» **やること**:
以下の項目を、最初の行から始めて「[394,102,444,165]」を含む行で終わるまで、1行を1つの文字列にしたJSONのリストに書き換えてください。空行と画像は入れないでください。

+++++

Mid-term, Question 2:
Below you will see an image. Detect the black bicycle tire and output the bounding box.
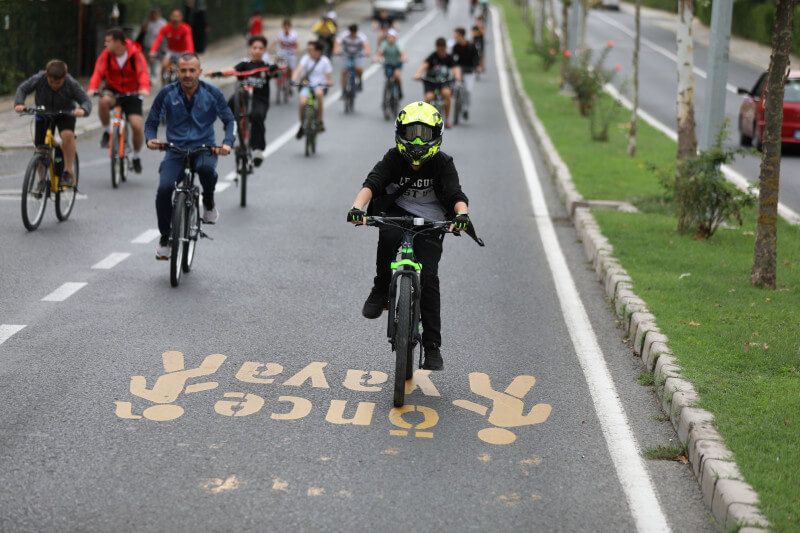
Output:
[239,157,249,207]
[169,192,186,287]
[181,202,200,274]
[109,128,122,189]
[394,276,413,407]
[20,154,50,231]
[55,153,80,222]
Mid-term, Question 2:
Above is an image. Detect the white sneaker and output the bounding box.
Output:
[203,207,219,224]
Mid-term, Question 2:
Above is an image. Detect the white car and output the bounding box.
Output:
[371,0,406,18]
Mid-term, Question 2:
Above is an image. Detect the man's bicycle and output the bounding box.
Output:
[382,65,400,120]
[228,67,270,207]
[153,143,225,287]
[21,107,78,231]
[365,216,452,407]
[342,56,358,113]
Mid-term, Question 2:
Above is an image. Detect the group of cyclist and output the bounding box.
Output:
[15,2,484,370]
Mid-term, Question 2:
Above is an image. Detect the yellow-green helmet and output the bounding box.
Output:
[394,102,444,165]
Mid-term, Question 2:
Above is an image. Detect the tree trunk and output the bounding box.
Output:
[750,0,794,289]
[628,0,642,157]
[561,0,575,89]
[677,0,697,160]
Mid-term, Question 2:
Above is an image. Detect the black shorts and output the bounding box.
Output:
[33,115,75,146]
[106,89,142,117]
[422,81,450,93]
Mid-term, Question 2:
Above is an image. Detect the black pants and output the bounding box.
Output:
[228,97,269,150]
[375,206,444,347]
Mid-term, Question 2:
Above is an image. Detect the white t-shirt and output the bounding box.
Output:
[300,54,333,86]
[275,30,297,54]
[339,31,367,57]
[114,48,128,68]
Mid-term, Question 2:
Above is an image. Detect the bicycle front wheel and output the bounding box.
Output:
[56,154,80,221]
[169,192,186,287]
[181,202,200,273]
[21,154,50,231]
[394,276,414,407]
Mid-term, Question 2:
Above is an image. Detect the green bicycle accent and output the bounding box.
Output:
[384,259,422,271]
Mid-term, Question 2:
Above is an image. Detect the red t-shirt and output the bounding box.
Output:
[150,22,194,53]
[250,15,264,35]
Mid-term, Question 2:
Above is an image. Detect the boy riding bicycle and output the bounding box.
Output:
[333,24,370,91]
[347,102,471,370]
[14,59,92,187]
[373,29,406,98]
[208,35,278,167]
[88,28,150,174]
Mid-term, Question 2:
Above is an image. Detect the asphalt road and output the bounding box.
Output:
[586,3,800,216]
[0,2,715,531]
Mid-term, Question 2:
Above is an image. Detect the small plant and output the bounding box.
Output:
[565,41,615,116]
[528,27,561,71]
[657,120,756,240]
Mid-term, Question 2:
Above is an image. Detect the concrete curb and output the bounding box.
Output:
[495,6,769,533]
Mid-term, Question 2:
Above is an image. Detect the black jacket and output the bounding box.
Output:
[14,70,92,116]
[363,147,469,219]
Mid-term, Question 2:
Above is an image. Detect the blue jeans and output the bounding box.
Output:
[156,152,217,236]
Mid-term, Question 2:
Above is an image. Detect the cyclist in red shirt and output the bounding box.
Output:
[247,11,264,37]
[87,28,150,174]
[150,8,194,84]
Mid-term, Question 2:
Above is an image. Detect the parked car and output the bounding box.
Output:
[371,0,413,19]
[738,70,800,150]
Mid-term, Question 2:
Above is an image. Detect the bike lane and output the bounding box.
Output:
[0,2,709,531]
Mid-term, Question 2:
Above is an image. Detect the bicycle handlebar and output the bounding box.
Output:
[151,143,227,155]
[20,105,81,118]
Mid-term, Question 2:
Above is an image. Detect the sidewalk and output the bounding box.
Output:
[0,0,371,151]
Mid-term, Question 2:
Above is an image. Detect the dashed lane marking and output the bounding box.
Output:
[42,281,88,302]
[131,229,161,244]
[492,8,670,533]
[92,252,131,270]
[0,324,25,344]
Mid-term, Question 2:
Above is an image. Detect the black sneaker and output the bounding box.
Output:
[59,170,75,187]
[422,346,444,370]
[361,287,389,318]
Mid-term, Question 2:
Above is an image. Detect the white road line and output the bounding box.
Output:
[131,229,161,244]
[92,252,131,270]
[492,8,670,532]
[42,281,88,302]
[603,83,800,226]
[595,13,738,94]
[0,324,25,344]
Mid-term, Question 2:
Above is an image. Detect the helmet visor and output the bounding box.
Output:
[400,123,436,143]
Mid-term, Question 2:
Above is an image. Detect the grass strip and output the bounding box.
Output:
[498,0,800,531]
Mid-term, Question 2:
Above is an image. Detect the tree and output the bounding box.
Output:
[628,0,642,157]
[750,0,795,289]
[677,0,697,160]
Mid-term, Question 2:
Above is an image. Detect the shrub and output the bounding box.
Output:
[657,121,756,239]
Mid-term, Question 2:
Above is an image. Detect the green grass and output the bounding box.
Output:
[498,0,800,531]
[642,446,686,461]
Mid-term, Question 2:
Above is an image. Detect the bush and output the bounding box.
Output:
[565,42,614,116]
[657,121,756,240]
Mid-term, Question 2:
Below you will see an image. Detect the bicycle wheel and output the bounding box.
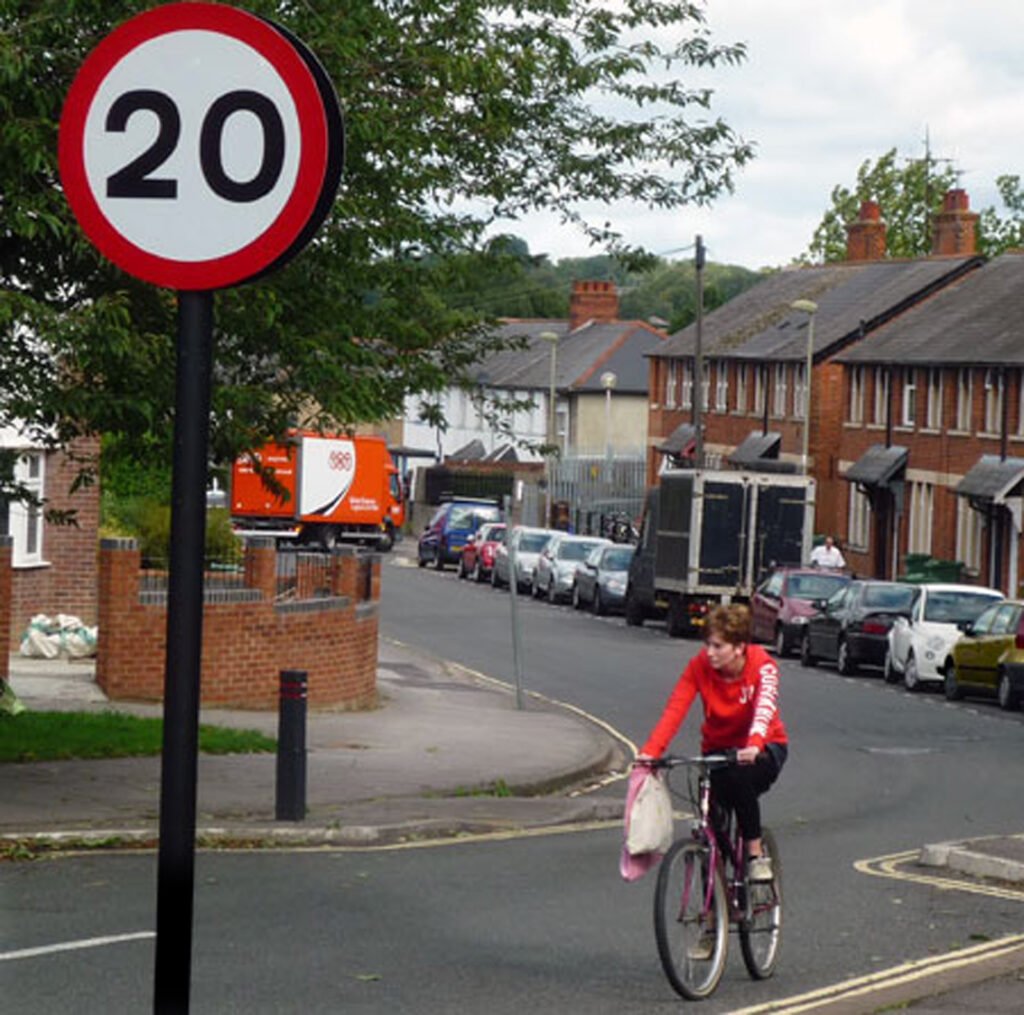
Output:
[654,839,729,1001]
[739,829,782,980]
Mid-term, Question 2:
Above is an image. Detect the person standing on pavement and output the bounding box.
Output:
[636,604,788,881]
[811,536,846,567]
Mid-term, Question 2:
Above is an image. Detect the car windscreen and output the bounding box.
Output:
[558,542,598,560]
[864,585,915,609]
[601,546,633,570]
[788,575,850,599]
[925,592,995,624]
[518,533,551,553]
[449,504,501,528]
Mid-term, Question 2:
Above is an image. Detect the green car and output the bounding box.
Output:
[944,599,1024,709]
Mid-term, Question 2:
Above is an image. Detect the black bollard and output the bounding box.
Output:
[274,670,306,821]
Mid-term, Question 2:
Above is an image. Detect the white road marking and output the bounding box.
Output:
[0,930,157,962]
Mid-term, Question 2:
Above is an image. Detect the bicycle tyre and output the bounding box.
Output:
[654,839,729,1001]
[739,829,782,980]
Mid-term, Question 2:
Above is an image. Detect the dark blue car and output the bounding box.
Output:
[417,497,502,570]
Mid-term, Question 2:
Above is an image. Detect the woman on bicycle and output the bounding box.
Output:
[637,605,788,881]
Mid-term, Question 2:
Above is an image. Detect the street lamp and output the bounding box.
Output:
[538,331,558,527]
[790,299,818,476]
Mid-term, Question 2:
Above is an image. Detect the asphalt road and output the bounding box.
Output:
[6,566,1024,1015]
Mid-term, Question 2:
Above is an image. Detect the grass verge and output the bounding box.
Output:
[0,712,278,762]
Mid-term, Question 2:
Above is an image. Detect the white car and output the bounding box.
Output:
[534,533,611,602]
[490,525,556,592]
[884,583,1004,690]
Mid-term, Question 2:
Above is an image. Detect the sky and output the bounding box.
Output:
[502,0,1024,269]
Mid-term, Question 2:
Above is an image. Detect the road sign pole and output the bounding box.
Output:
[153,292,213,1015]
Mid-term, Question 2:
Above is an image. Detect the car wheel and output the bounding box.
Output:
[942,660,964,702]
[997,670,1021,712]
[775,624,790,659]
[836,638,857,677]
[800,631,816,667]
[882,648,899,684]
[903,652,921,692]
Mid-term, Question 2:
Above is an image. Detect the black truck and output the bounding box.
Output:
[626,469,814,638]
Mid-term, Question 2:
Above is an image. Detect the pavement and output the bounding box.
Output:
[0,581,1024,1015]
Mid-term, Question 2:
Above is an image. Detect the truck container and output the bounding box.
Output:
[626,469,814,637]
[230,432,406,550]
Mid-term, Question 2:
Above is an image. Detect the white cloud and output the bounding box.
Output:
[506,0,1024,268]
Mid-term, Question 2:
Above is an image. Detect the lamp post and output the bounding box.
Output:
[790,299,818,476]
[538,331,558,527]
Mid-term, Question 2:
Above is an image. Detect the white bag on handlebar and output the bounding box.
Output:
[626,772,673,856]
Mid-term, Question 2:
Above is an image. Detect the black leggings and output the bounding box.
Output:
[711,744,788,842]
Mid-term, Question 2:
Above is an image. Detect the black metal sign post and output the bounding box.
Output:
[154,292,213,1015]
[58,9,344,1015]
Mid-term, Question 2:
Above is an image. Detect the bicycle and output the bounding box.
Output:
[647,752,782,1001]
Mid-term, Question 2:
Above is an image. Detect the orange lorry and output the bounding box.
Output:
[230,431,406,550]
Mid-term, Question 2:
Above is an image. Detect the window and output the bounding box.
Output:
[871,367,889,426]
[679,362,693,409]
[715,360,729,413]
[900,368,918,426]
[846,482,871,550]
[664,360,679,409]
[928,369,942,430]
[906,482,935,553]
[846,367,864,423]
[0,451,46,567]
[956,497,985,575]
[985,367,1002,433]
[956,370,971,433]
[793,363,807,419]
[735,363,749,413]
[771,363,787,416]
[754,367,768,416]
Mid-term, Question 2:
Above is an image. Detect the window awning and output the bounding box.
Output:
[728,430,782,466]
[657,423,697,458]
[956,455,1024,504]
[843,445,909,487]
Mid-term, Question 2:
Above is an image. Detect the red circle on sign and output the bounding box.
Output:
[58,3,329,290]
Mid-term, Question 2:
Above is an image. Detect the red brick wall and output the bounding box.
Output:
[96,540,380,709]
[0,536,12,680]
[8,439,99,650]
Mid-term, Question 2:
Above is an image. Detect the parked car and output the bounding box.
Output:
[459,521,505,582]
[800,580,915,676]
[416,497,502,570]
[883,582,1002,690]
[534,533,609,602]
[490,525,556,592]
[943,599,1024,709]
[572,543,636,617]
[751,567,852,657]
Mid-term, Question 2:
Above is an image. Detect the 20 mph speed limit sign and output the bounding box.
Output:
[59,3,343,290]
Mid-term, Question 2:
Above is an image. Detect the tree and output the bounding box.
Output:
[0,0,752,499]
[798,149,1024,263]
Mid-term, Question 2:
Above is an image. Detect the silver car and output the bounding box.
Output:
[490,525,558,592]
[534,533,610,602]
[572,543,636,617]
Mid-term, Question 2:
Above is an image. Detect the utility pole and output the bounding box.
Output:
[693,236,705,469]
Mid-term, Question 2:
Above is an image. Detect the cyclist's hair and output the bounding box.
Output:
[705,602,754,645]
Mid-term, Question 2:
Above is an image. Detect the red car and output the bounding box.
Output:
[459,521,505,582]
[751,567,851,658]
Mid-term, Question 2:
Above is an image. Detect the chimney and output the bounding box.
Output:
[846,201,886,261]
[569,282,618,331]
[932,187,981,256]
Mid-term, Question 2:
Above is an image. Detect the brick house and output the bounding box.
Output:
[0,429,99,651]
[648,191,1024,593]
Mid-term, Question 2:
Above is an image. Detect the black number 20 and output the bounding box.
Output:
[105,88,285,203]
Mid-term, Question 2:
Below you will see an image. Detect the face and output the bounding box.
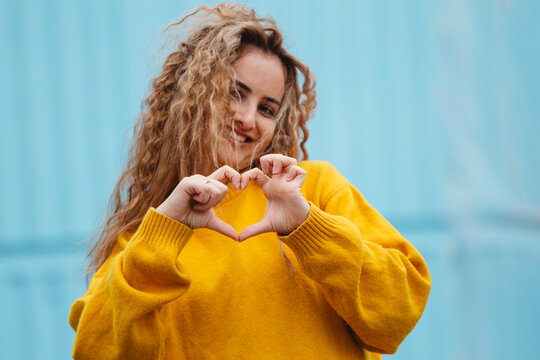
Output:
[218,47,285,170]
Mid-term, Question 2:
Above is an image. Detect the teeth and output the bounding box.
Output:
[230,131,246,142]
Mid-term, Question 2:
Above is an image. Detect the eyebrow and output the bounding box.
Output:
[236,80,281,106]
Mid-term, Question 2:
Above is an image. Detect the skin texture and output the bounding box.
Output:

+++++

» **回答全文**:
[
  "Mid-term, Question 2:",
  "Below you will see an image. Detect the black bicycle tire and output the bounding box.",
  "Output:",
  "[239,157,249,207]",
  "[169,192,186,287]",
  "[181,202,200,274]",
  "[109,128,122,189]",
  "[394,276,413,407]",
  "[20,154,50,231]",
  "[55,153,80,222]",
  "Mid-term, Question 2:",
  "Above is an image. Detect the white sneaker and output the bounding box.",
  "Output:",
  "[203,207,219,224]",
  "Mid-term, Question 2:",
  "Above is an image. Detect the white car and output the bounding box.",
  "Output:",
  "[371,0,406,18]",
  "Mid-term, Question 2:",
  "Above is an image. Detect the man's bicycle and output the bounding box.",
  "Output:",
  "[382,65,400,120]",
  "[228,67,270,207]",
  "[153,143,225,287]",
  "[21,107,78,231]",
  "[365,216,452,407]",
  "[342,56,358,113]",
  "Mid-term, Question 2:",
  "Above is an image. Detect the group of cyclist and output the bounding box.",
  "Output:",
  "[15,2,484,370]",
  "Mid-term, Question 2:",
  "Above is an image. Detect the yellow-green helmet and output the bounding box.",
  "Output:",
  "[394,102,444,165]"
]